**Requirement**
Without the pictures, set down the records below word for word.

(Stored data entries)
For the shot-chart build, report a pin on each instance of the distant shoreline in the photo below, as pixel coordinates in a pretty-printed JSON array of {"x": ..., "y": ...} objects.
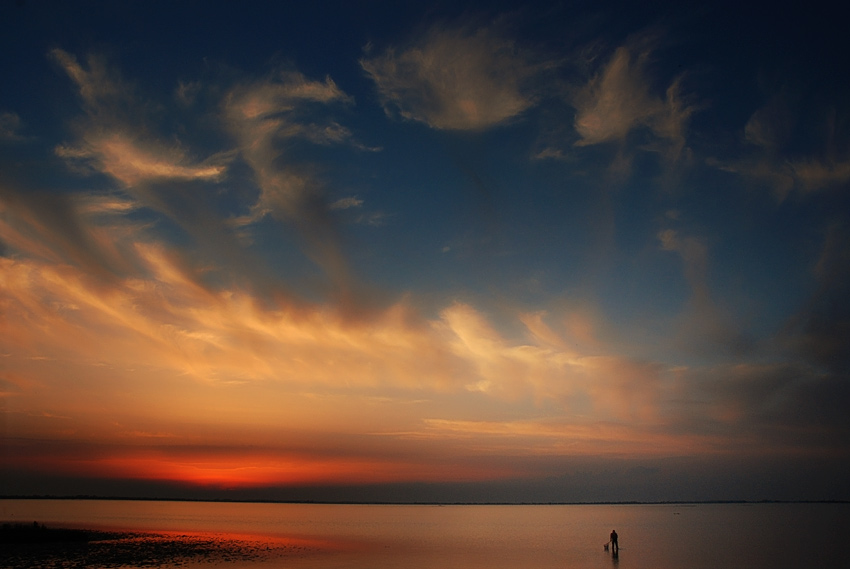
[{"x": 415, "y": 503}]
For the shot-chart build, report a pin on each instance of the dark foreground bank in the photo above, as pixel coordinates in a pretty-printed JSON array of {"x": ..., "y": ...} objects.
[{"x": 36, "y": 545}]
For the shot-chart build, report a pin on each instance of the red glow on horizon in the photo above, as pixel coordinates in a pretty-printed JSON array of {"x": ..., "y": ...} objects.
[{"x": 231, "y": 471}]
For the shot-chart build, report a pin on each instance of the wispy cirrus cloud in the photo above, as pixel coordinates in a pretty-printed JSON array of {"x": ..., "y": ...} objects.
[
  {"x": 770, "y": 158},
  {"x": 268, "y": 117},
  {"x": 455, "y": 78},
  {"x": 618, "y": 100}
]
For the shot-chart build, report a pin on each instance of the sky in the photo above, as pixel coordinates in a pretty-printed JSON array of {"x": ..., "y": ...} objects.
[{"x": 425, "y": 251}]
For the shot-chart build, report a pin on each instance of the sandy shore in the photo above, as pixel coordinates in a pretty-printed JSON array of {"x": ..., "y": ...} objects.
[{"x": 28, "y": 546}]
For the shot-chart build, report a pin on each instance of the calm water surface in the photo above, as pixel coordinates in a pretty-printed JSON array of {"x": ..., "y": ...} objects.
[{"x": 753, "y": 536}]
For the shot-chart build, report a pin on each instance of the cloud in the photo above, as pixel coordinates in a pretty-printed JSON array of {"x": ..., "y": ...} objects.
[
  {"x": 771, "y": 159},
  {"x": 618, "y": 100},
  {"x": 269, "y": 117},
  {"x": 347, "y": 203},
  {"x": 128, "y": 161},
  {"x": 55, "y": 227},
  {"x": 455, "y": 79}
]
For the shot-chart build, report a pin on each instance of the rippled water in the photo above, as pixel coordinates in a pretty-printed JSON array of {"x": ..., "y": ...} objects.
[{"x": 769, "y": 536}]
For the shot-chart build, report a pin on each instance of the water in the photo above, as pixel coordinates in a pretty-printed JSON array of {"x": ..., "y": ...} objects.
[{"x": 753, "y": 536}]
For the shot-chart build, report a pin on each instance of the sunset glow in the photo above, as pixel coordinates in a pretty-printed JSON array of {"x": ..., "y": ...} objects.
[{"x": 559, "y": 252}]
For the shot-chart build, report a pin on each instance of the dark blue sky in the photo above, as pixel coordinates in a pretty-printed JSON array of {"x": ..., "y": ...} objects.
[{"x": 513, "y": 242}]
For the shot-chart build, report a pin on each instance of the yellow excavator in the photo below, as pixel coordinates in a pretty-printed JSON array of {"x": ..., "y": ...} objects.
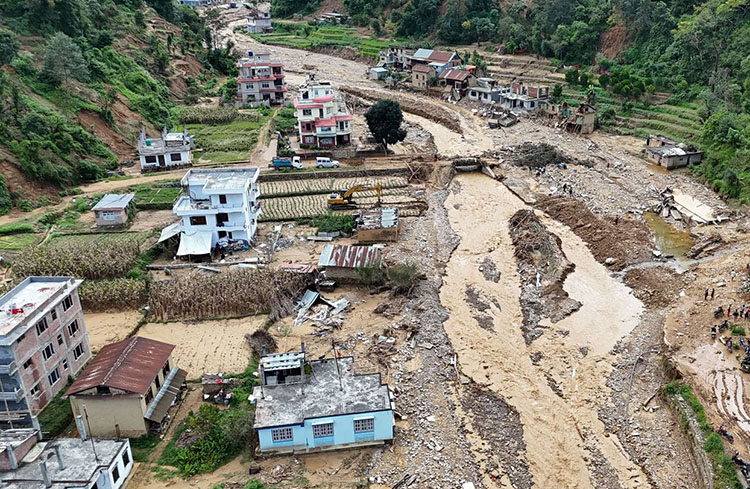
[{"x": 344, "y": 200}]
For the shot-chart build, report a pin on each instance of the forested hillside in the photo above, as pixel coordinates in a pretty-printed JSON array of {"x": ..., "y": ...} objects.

**Answer to this exercise**
For the shot-chart build, report a pin on each instance of the distant shoreline in the photo below, as pixel coordinates in a pretty-printed JSON array of {"x": ..., "y": ...} objects.
[{"x": 415, "y": 503}]
For the shot-chart build, report a pin on each instance of the dark foreground bank in the photo above, as pixel coordinates in a pretty-printed JSON array of {"x": ..., "y": ...} objects.
[{"x": 36, "y": 545}]
For the shot-chart build, report a pin on each instance of the red glow on horizon in the photo above, as pixel coordinates in a pretty-printed JSON array of {"x": ..., "y": ...} objects.
[{"x": 231, "y": 471}]
For the shot-chart build, report a pin on each instance of the wispy cirrus cloud in the photo above, as pixel coordinates in a pretty-printed JSON array of {"x": ..., "y": ...} objects.
[
  {"x": 770, "y": 158},
  {"x": 268, "y": 117},
  {"x": 455, "y": 78},
  {"x": 618, "y": 100}
]
For the shot-chart build, report a pin on each instance of the sky in the photo above, as pixel coordinates in a pretty-printed JSON array of {"x": ..., "y": ...} objects.
[{"x": 425, "y": 251}]
For the shot-chart build, report a pin on each instance of the sandy shore in the photo above, as pixel coordinates in a pretty-printed JSON array of {"x": ..., "y": ...} objects.
[{"x": 28, "y": 546}]
For the shot-chart build, report a pin on each instance of the calm water surface in the photo above, as pixel coordinates in a pretty-printed JSON array of {"x": ..., "y": ...} objects.
[{"x": 753, "y": 536}]
For the shot-chart build, report a pin on each instance of the cloud in the photo above, as pixel coordinates in a pretty-printed JSON array of {"x": ..., "y": ...} objects.
[
  {"x": 771, "y": 159},
  {"x": 618, "y": 100},
  {"x": 269, "y": 117},
  {"x": 347, "y": 203},
  {"x": 128, "y": 161},
  {"x": 55, "y": 227},
  {"x": 455, "y": 79}
]
For the shot-chart build, report a pin on each instance of the rippled water in the photo above, as pixel coordinates in a pretty-printed JSON array of {"x": ..., "y": ...} objects.
[{"x": 769, "y": 536}]
For the shot-chart build, report a pin on each instance of the water in the photo above, as pixel coordinates in a pretty-printed JSON array of {"x": ..., "y": ...} objects.
[{"x": 753, "y": 536}]
For the shot-chart build, report a pin on each instance of the sunset glow in the photo above, as pixel coordinates in a pretty-printed JSON array of {"x": ..., "y": ...} objects.
[{"x": 559, "y": 252}]
For the shot-chart build, report a pin on each instance of the dark blue sky in the photo above, as pixel coordinates in a pretty-printed JSON array of {"x": ..., "y": ...} objects.
[{"x": 513, "y": 242}]
For the shot-chart build, report a pin on each instance of the yellow excavator in the photo below, as pixel coordinates in a pretty-printed JSON array of {"x": ..., "y": ...} objects.
[{"x": 344, "y": 200}]
For the shot-chart build, report a pin on each instance of the forested hillside in the photo above, as pixel coordinates in a pretty-printed JSON array of {"x": ..., "y": ...} objects.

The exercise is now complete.